■ **WHAT YOU WILL DO**
From the piece below on transferring schools, extract the passage starting with "Transferring schools is" and going on through "your new community.", copying it word for word.
━━━ DOCUMENT TEXT ━━━
Transferring schools is hard. Leaving a familiar environment behind to stake out a place where the rest of your classmates are well established is intimidating, and a successful transfer experience requires resources, support and integration into your new community.
When I opened my transfer acceptance letter to Georgetown University, I finally felt like pieces of my life were falling back into place after months of turmoil and uncertainty. As a senior in high school, I had turned down my first-year acceptance in favor of staying close to my family because of the COVID-19 pandemic. Now, almost a year after receiving my first decision letter from Georgetown, my second acceptance confirmed I would spend the rest of my college years on the Hilltop. I was so excited; COVID-19 had already interfered with enough of my university plans, and I couldn’t wait for everything to run smoothly after I started at Georgetown in the spring.
That excitement came before the pandemic knocked my plans off course again, as Georgetown announced it would not invite most students back to campus for the spring semester. While I understood this decision, it has made this semester incredibly isolating for me and fellow transfer students who matriculated to Georgetown this year. While I am so grateful to be attending Georgetown this semester, the detachment that comes with online school, coupled with the alienation inherent to being a new transfer student, hasn’t really put me in the Hoya Saxa spirit. I am enjoying my classes, but I feel completely detached from Georgetown itself. Being online makes it seem like I am still a student at my old university who just happens to have a new blue-themed Canvas page. The nature of a virtual, off-campus semester has made building a connection to the Georgetown community nearly impossible, and I would bet most first-years and transfers feel the same way.
Georgetown student organizations have offered some supportive resources for new students over the last semester. Virtual retreat weekends with ESCAPE and mentorship programs like Big Hoya Little Hoya can mitigate the challenges of remote learning, but nothing can replace what has been lost by experiencing college through a computer screen. The serendipitous nature by which college relationships form relies on a person-to-person interface: Meeting people at dorms or popular spots around campus, bonding with students sitting nearby in class and making friends at social events are all tried and true ways that friendships have formed in college for decades. New Georgetown students, first-years and transfers, have not had the opportunity to experience these moments, and the consequences of isolation have left a serious impact on the social, emotional and mental well-being of new students. Throughout the pandemic, rates of anxiety, depression and suicidal ideation have skyrocketed among college-aged young adults who have found themselves stripped of community amid extremely stressful global events.
━━━ THE DATA ━━━
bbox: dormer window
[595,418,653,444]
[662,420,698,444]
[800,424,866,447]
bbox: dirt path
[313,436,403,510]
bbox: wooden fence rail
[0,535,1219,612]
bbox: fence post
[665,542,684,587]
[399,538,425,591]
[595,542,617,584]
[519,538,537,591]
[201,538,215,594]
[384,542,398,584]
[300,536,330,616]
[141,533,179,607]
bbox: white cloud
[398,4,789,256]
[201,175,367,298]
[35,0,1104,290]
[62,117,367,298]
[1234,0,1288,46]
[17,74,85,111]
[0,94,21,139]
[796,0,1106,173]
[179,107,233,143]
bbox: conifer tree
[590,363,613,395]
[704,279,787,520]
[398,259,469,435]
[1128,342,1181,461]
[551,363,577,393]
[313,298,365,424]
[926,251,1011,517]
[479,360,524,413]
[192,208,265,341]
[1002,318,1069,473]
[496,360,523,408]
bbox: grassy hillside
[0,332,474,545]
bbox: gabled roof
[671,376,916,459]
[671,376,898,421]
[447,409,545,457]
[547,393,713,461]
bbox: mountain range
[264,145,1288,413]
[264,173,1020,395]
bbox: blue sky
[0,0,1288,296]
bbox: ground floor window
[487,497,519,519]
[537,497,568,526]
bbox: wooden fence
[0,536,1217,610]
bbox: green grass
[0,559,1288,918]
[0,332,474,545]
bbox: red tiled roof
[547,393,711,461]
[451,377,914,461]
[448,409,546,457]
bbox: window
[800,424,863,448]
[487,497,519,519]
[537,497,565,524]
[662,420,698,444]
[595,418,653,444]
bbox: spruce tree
━━━
■ **EXERCISE RESPONSE**
Transferring schools is hard. Leaving a familiar environment behind to stake out a place where the rest of your classmates are well established is intimidating, and a successful transfer experience requires resources, support and integration into your new community.